Supplied text -

Bobby Conn and the Glass Gypsies have written the funniest political satire album of the year. But don’t laugh at this glammed up six-piece from Chicago. The art is high; it’s just their scruples that are low. In the making of The Homeland, Bobby Conn effortlessly channels the essence of several of his heroes. It’s as if David Bowie and Freddie Mercury merged together and made the ideal anti-Bush album with Frank Zappa as the producer.

The Gypsies sophisticated Syncopation blasts the opening track, “We Come in Peace” wide open. This song mocks the right wing view of the war in Iraq. Bobby Conn playfully offers up the lines, "We are your friends, we come in peace /We brought our guns to set you free." With the band driving full force, Conn mocks the status quo with contemptuous lines like, “We have no fear of your disgust /You hate us ‘cause your jealous of success.”

In magnificent rock opera style, “We’re Taking Over the World” continues the mocudrama theme. Here Conn congers up a collection of secret societies and shadow government players including 33rd degree Masons, tenth generation Illuminati, and Pagan gods from outer space. In greedy sounding harmonies, the characters gleefully celebrate their achievements: “Franchised Jesus Christ /Organized paradise /Clear Channel, bargain priced.”

The ultra funked out, “Relax” is an ode to Bush 43, or as Bobby calls him, the Prince of Lies. Interestingly enough, this track sounds a lot like the artist sometimes known as Prince. It’s a wicked ditty about a rendezvous between Bush and Conn himself. Once inside the Bush compound, Conn describes his gracious host’s behavior: “He cut a line on Genesis /Held my hand and whispered this:

Relax; there’ll be no warning for the next attack
Relax; and there’s a discount on you’re income tax
Relax; if they’re suspicious we’ll just change the facts

It is rare when an album sets out to achieve such lofty goals as The Homeland. It’s even more rare when the artist actually hits the mark on all levels. Don’t let the bookish lyrics and makeup fool you. The guitar playing by a man simply known as Sled is just short of devastating. It’s sometimes disco, sometimes hard rock, but always technically sound. Musically speaking, it is among the best of 2004. Conceptually it’s a one of a kind to the very last note, where Bobby cleverly reminds, “If your willing to die for what you believe /Then we are happy to kill you all /For the Homeland.”

Required action - In the album review, retype the passage that begins with the words containing "Bobby Conn and" and ends with "as the producer.". The records below the review were taken from a separate source.

Items listed in a dataset -
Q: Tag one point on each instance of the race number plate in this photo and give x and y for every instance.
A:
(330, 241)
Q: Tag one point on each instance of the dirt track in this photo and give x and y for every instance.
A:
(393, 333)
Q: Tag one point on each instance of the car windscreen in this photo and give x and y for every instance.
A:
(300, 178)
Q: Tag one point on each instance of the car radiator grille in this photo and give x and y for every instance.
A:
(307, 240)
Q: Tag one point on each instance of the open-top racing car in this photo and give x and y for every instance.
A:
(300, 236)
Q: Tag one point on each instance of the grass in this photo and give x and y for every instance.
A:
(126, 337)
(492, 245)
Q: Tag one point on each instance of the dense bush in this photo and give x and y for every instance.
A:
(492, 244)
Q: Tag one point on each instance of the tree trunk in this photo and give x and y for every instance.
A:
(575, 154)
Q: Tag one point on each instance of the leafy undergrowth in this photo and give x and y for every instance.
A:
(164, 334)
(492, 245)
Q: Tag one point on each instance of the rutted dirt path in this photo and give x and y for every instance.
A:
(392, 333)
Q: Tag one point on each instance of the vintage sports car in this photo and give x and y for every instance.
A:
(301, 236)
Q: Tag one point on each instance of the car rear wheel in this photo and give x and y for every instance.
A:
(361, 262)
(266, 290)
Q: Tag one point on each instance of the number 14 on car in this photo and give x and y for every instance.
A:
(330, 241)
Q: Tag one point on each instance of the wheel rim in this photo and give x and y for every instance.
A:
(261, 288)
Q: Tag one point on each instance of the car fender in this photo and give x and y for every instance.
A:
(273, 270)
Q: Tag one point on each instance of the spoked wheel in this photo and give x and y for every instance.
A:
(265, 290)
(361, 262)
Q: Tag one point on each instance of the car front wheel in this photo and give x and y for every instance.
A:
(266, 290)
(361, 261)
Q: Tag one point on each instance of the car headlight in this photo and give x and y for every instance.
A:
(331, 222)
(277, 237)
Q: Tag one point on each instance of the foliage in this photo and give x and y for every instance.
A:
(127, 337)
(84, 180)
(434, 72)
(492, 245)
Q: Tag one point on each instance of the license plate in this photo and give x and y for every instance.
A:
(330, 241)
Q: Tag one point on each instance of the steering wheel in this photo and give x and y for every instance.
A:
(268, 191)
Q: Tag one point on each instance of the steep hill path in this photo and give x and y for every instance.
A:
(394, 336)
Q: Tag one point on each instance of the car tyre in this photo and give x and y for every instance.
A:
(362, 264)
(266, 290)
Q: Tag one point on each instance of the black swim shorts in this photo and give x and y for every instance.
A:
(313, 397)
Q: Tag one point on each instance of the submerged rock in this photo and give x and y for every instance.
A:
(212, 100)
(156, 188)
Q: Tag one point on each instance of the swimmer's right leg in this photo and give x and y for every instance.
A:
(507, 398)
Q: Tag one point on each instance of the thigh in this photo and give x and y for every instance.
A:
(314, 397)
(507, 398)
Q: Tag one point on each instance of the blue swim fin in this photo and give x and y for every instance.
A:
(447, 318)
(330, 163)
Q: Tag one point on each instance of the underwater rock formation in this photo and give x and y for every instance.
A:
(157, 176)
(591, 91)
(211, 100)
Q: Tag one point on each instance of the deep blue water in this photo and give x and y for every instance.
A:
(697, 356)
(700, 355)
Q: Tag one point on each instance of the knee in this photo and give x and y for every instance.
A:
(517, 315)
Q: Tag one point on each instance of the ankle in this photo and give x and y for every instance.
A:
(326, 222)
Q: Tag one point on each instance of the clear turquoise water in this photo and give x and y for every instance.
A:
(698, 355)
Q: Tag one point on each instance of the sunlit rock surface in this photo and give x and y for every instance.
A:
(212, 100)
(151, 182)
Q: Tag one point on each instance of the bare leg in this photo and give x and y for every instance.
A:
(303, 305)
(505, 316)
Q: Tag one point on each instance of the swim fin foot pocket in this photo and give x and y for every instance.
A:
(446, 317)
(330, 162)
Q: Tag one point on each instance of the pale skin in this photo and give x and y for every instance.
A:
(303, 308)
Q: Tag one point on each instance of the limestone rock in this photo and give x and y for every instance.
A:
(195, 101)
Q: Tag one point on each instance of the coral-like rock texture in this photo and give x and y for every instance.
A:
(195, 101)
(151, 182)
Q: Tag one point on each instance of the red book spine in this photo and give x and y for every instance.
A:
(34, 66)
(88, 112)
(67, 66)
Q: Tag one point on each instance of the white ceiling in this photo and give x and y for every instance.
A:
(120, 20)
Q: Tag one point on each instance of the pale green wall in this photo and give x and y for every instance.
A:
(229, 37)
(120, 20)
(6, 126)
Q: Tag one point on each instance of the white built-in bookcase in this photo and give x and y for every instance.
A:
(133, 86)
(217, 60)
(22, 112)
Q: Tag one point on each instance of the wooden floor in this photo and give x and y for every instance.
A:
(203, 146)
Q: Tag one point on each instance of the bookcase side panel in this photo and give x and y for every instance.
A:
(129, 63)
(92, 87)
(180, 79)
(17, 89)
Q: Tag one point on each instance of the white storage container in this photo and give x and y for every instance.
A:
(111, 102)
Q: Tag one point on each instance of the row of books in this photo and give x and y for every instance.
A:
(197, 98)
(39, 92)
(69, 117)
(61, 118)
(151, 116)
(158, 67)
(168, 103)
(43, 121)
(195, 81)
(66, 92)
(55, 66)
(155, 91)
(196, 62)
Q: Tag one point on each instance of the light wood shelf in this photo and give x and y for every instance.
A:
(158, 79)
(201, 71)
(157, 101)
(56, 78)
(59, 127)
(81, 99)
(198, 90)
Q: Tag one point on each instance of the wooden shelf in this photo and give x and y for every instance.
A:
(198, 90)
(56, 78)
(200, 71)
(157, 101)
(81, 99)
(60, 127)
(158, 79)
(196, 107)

Exercise output -
Bobby Conn and the Glass Gypsies have written the funniest political satire album of the year. But don’t laugh at this glammed up six-piece from Chicago. The art is high; it’s just their scruples that are low. In the making of The Homeland, Bobby Conn effortlessly channels the essence of several of his heroes. It’s as if David Bowie and Freddie Mercury merged together and made the ideal anti-Bush album with Frank Zappa as the producer.